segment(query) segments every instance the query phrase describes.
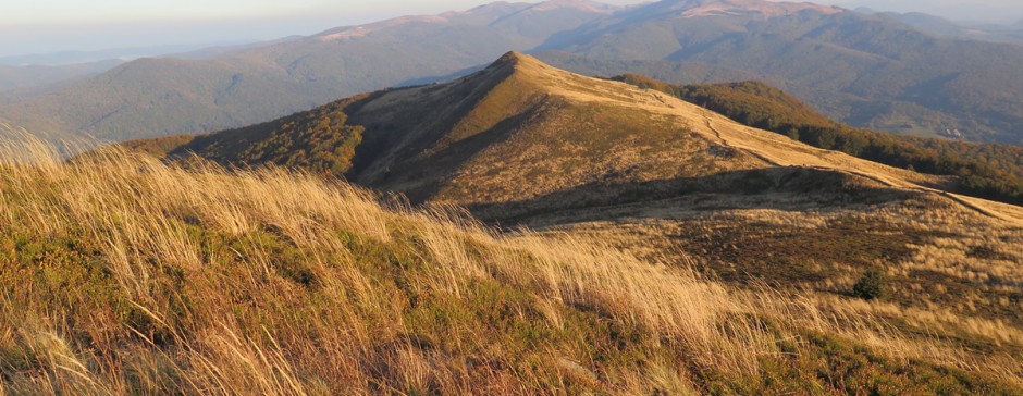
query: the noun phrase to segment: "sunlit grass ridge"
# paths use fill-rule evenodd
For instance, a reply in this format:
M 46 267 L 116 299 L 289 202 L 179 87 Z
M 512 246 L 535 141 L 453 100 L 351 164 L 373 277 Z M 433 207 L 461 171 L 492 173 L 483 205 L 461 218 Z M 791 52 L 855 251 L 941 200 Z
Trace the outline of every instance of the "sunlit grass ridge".
M 899 389 L 946 375 L 946 389 L 998 392 L 1021 372 L 903 338 L 867 309 L 734 292 L 599 240 L 498 234 L 307 174 L 0 151 L 21 159 L 0 165 L 0 381 L 14 394 L 840 391 L 793 374 L 821 348 L 892 371 L 922 359 Z

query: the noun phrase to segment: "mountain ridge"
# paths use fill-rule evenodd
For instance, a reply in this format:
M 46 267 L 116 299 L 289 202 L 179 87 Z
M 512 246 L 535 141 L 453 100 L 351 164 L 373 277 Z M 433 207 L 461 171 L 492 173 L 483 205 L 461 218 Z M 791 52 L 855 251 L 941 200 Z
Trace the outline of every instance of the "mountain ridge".
M 998 219 L 1020 215 L 1008 206 L 938 194 L 934 188 L 944 188 L 948 177 L 805 146 L 667 95 L 560 71 L 516 52 L 449 83 L 361 95 L 330 109 L 361 128 L 359 144 L 341 166 L 349 170 L 346 176 L 412 202 L 492 207 L 577 188 L 583 197 L 592 193 L 588 186 L 686 180 L 704 180 L 705 186 L 686 182 L 690 189 L 729 190 L 737 182 L 715 175 L 735 173 L 781 177 L 761 188 L 796 188 L 806 177 L 830 177 L 845 186 L 836 194 L 849 188 L 934 194 Z M 211 136 L 202 139 L 215 141 L 218 135 Z M 170 156 L 201 156 L 205 146 L 195 146 L 200 140 Z
M 559 4 L 575 3 L 495 3 L 343 27 L 169 75 L 165 66 L 139 63 L 131 67 L 151 71 L 99 76 L 0 106 L 0 114 L 33 131 L 112 140 L 209 132 L 405 82 L 446 79 L 514 49 L 591 74 L 642 72 L 676 84 L 763 79 L 829 117 L 875 129 L 1023 138 L 1023 98 L 1012 78 L 1023 47 L 937 38 L 884 15 L 804 3 L 662 1 L 609 14 Z M 706 15 L 683 16 L 687 10 Z M 337 40 L 323 40 L 332 35 Z M 183 113 L 192 116 L 164 115 Z

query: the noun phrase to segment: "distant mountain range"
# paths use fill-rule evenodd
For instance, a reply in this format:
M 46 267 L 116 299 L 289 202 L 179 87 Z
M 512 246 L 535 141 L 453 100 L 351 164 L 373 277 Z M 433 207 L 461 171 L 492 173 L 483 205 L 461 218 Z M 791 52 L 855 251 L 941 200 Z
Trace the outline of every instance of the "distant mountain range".
M 207 60 L 146 59 L 0 104 L 53 136 L 128 139 L 238 127 L 387 86 L 478 70 L 507 50 L 584 74 L 760 79 L 846 123 L 1023 144 L 1023 47 L 940 38 L 811 3 L 555 0 L 409 16 Z
M 121 61 L 108 60 L 61 66 L 9 66 L 0 64 L 0 92 L 27 90 L 106 72 Z
M 589 191 L 572 197 L 583 199 L 595 194 L 591 188 L 600 189 L 594 184 L 632 188 L 651 181 L 681 180 L 678 183 L 686 187 L 678 188 L 734 191 L 749 185 L 732 185 L 735 181 L 727 177 L 703 177 L 750 166 L 854 166 L 858 171 L 853 174 L 880 172 L 889 181 L 901 178 L 912 185 L 1023 202 L 1023 183 L 1019 182 L 1023 177 L 996 173 L 991 180 L 979 181 L 981 188 L 957 183 L 963 177 L 973 183 L 972 178 L 988 175 L 974 176 L 978 169 L 956 157 L 928 158 L 933 154 L 920 149 L 927 147 L 927 141 L 900 143 L 879 136 L 887 134 L 831 131 L 833 122 L 767 86 L 747 83 L 724 90 L 676 88 L 688 91 L 681 94 L 658 83 L 646 84 L 641 77 L 625 79 L 668 95 L 582 77 L 513 52 L 481 72 L 445 84 L 358 95 L 268 123 L 209 135 L 176 135 L 125 145 L 164 158 L 197 154 L 232 166 L 299 168 L 400 193 L 412 202 L 456 201 L 483 208 L 566 188 Z M 675 95 L 691 102 L 679 101 Z M 711 97 L 716 99 L 707 101 Z M 740 115 L 755 112 L 803 136 L 793 140 L 780 131 L 753 129 L 704 108 L 762 124 Z M 823 137 L 825 134 L 829 137 Z M 818 147 L 830 145 L 822 145 L 824 140 L 846 143 L 824 148 L 901 168 L 915 165 L 936 175 L 826 152 L 798 140 Z M 848 159 L 836 160 L 842 156 Z M 1019 150 L 1000 156 L 1018 157 Z M 954 166 L 937 169 L 936 163 Z M 957 173 L 970 166 L 974 166 L 971 174 Z M 1016 185 L 993 194 L 995 186 L 1008 180 Z

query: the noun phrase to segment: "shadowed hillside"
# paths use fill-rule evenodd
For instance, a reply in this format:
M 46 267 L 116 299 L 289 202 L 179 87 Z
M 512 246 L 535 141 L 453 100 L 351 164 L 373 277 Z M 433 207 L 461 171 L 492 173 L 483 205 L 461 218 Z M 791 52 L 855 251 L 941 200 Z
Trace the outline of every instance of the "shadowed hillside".
M 108 140 L 236 128 L 362 91 L 461 76 L 508 49 L 587 75 L 765 81 L 859 127 L 1023 141 L 1016 78 L 1023 47 L 936 37 L 885 15 L 762 0 L 629 8 L 496 2 L 204 60 L 138 60 L 0 103 L 0 116 L 48 136 Z

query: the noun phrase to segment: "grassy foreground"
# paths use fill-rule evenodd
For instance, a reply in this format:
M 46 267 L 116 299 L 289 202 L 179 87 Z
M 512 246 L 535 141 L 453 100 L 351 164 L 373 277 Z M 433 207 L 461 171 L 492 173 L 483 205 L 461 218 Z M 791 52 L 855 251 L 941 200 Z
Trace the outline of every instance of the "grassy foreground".
M 0 394 L 1021 389 L 1010 357 L 862 302 L 730 289 L 581 236 L 274 169 L 0 158 L 21 160 L 0 165 Z

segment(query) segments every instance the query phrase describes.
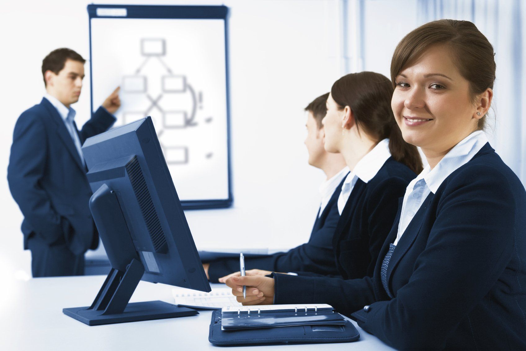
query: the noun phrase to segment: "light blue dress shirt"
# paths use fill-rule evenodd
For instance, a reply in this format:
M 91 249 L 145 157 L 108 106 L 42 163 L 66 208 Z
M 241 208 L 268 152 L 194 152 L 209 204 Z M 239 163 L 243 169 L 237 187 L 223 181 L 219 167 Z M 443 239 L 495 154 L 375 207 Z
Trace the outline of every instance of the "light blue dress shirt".
M 364 183 L 368 183 L 376 175 L 380 168 L 382 168 L 383 164 L 390 157 L 389 139 L 384 139 L 358 161 L 341 186 L 341 192 L 338 198 L 338 212 L 340 215 L 358 178 Z
M 428 165 L 421 173 L 411 181 L 406 189 L 402 203 L 395 245 L 429 194 L 436 193 L 440 184 L 450 174 L 467 163 L 487 142 L 488 138 L 482 131 L 473 132 L 450 150 L 432 169 Z
M 58 99 L 54 96 L 46 94 L 44 96 L 51 104 L 57 109 L 58 114 L 62 117 L 62 120 L 66 125 L 66 129 L 69 133 L 72 139 L 73 139 L 73 144 L 77 149 L 77 152 L 80 157 L 80 161 L 82 164 L 86 166 L 86 162 L 84 161 L 84 156 L 82 154 L 82 145 L 80 144 L 80 139 L 78 137 L 78 134 L 77 133 L 77 128 L 73 125 L 73 121 L 75 119 L 75 115 L 76 112 L 74 109 L 69 107 L 68 108 L 64 105 L 58 101 Z

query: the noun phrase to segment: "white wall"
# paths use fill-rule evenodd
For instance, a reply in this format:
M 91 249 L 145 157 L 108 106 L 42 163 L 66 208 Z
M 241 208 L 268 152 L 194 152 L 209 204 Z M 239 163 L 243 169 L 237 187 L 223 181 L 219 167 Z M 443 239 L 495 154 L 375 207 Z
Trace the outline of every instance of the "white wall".
M 90 2 L 9 2 L 0 9 L 0 130 L 2 245 L 0 276 L 31 274 L 23 250 L 22 216 L 9 193 L 6 169 L 20 114 L 44 93 L 42 60 L 52 50 L 72 48 L 89 58 Z M 97 3 L 139 4 L 131 0 Z M 189 2 L 187 2 L 187 4 Z M 303 108 L 340 76 L 336 56 L 339 3 L 323 0 L 191 2 L 224 4 L 229 21 L 234 207 L 190 211 L 198 247 L 287 247 L 305 242 L 318 205 L 322 173 L 307 164 Z M 157 4 L 183 2 L 158 1 Z M 89 76 L 89 65 L 86 65 Z M 77 111 L 89 116 L 89 81 Z M 25 272 L 25 273 L 24 273 Z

EXERCISE INSTRUCTIONS: Copy the items word for word, starting at the beginning and ending with the line that contains "M 899 389 L", with both of those lines included. Leave the pictures out of your copy.

TASK OUTPUT:
segment(query) segments every instance the query phrase describes.
query: the noun phrase to segment: "sunlit grass ridge"
# paths use fill-rule evenodd
For instance, a reply in this format:
M 46 267 L 116 299 L 289 202 L 179 87 Z
M 512 246 L 535 141 L 453 100 L 351 164 L 373 277 Z M 433 207 L 461 171 L 492 173 L 483 205 L 461 218 Z M 791 52 L 855 251 L 941 200 Z
Trace the outline of every instance of the "sunlit grass ridge".
M 899 389 L 946 375 L 946 389 L 998 392 L 1021 372 L 903 338 L 867 309 L 734 292 L 599 240 L 498 234 L 307 174 L 0 151 L 21 159 L 0 165 L 0 381 L 14 394 L 840 391 L 793 374 L 821 348 L 892 371 L 922 359 Z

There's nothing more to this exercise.